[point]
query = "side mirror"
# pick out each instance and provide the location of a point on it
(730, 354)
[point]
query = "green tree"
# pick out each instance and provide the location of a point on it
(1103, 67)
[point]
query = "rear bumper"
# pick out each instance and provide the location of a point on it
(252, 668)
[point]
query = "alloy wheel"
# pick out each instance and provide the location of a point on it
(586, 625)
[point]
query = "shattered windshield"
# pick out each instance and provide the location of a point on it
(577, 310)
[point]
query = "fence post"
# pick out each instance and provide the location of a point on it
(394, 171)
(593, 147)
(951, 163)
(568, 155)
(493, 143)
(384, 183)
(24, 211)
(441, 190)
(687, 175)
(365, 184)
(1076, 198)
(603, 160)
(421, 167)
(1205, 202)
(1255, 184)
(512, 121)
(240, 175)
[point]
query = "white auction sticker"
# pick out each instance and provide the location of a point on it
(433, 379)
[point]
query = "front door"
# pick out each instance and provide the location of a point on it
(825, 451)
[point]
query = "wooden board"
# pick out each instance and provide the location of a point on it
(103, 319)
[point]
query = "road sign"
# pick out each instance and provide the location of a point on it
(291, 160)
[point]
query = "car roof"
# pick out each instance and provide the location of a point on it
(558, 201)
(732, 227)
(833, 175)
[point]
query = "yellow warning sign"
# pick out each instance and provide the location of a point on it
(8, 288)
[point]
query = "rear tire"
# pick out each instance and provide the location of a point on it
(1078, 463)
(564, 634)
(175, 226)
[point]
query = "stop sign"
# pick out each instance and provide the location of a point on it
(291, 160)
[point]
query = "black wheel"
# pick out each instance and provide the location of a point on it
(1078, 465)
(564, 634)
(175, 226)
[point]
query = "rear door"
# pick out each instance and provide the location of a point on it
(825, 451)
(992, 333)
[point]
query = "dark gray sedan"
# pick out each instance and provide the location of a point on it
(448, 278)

——

→ O pedido
Identifique nos registros acima todas as linhas em que aparece a palavra "wheel" e copie cada uma delas por inteiro.

→ Resposta
query = "alloy wheel"
query = "black wheel"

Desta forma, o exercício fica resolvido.